BRANO DA LEGGERE —
————

27 ottobre 2021, Senato. Dai banchi del centrodestra l’esultanza per essere riusciti ad affondare con voto segreto il ddl Zan (Imagoeconomica)

Se alla crisi dei partiti, all’immiserimento del discorso pubblico (cui danno un cospicuo contributo i social), all’imbarbarimento del confronto politico (dove la polemica spicciola, gli slogan propagandistici, l’esagitazione verbale hanno soppiantato l’argomentazione e la proposta), all’accentramento dei poteri nell’esecutivo e alla corrispondente marginalizzazione del parlamento, si aggiungono la crociata contro le élite, la denigrazione delle competenze, il disprezzo verso il sapere, il mito populista della democrazia diretta, la glorificazione dell’antipolitica, si distingueranno meglio le ragioni non soltanto del rifiuto di sottoporsi alla vaccinazione (dovuto all’ignoranza, al pregiudizio, alla diffidenza nei confronti dell’autorità), ma anche ‒ e più in generale ‒ della contemporanea presenza di una larga area di sfiducia, di passività, e di un’area di ribellismo esasperato, per fortuna ancora circoscritta. Sarebbe però stolto trarre motivo di consolazione dall’aritmetica; nulla assicura che l’insubordinazione cieca e distruttiva non dilaghi, non solo e non tanto per effetto delle infiltrazioni neofasciste e dell’atteggiamento irresponsabile di quelle forze politiche che alimentano cinicamente incertezze e paure, quanto per l’incapacità della democrazia di recuperare ritardi, di correggere storture, di sanare ferite.

————

ATTIVITÀ DA SVOLGERE —
(1) Rispondi alle seguenti domande sul brano riguardo alla crisi della democrazia:
(a) Secondo la didascalia, per che cosa esultava il centrodestra in Senato il 27 ottobre 2021?
(b) A che cosa è dovuto, secondo il brano, il rifiuto di sottoporsi alla vaccinazione?
(c) Per quale ragione, più che per le infiltrazioni neofasciste, l'insubordinazione potrebbe dilagare?
(2) Riassumi in due frasi il brano sulla crisi della democrazia.

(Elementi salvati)

————

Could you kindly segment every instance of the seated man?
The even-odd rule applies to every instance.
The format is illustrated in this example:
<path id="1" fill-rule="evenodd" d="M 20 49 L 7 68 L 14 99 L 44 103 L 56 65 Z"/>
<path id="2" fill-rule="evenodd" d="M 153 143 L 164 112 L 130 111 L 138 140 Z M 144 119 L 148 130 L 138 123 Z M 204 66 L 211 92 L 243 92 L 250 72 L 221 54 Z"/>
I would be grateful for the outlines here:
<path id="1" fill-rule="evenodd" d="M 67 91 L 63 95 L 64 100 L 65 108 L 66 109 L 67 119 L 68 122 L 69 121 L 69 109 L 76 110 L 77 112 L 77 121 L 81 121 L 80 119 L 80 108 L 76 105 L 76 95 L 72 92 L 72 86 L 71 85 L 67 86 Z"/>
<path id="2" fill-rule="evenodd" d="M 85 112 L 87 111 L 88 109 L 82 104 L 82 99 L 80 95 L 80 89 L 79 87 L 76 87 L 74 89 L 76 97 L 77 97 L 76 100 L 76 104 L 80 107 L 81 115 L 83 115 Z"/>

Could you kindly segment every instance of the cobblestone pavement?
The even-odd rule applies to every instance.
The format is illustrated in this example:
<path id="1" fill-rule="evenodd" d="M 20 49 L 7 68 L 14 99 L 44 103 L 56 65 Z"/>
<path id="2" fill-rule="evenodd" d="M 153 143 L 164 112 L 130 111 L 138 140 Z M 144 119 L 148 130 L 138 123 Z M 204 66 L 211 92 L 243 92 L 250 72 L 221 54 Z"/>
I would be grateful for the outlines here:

————

RISPOSTE ALLE ATTIVITÀ —
(1)
(a) Per essere riuscito ad affondare con voto segreto il ddl Zan.
(b) All'ignoranza, al pregiudizio e alla diffidenza nei confronti dell'autorità.
(c) Per l'incapacità della democrazia di recuperare ritardi, di correggere storture e di sanare ferite.

(2) La crisi dei partiti, l'imbarbarimento del confronto politico, la marginalizzazione del parlamento e il disprezzo populista verso le élite e il sapere spiegano sia il rifiuto dei vaccini sia la presenza di un'ampia area di sfiducia e di un ribellismo esasperato, per ora circoscritto. Questa limitatezza non deve però consolare, perché l'insubordinazione potrebbe dilagare soprattutto a causa dell'incapacità della democrazia di correggere i propri ritardi e le proprie storture.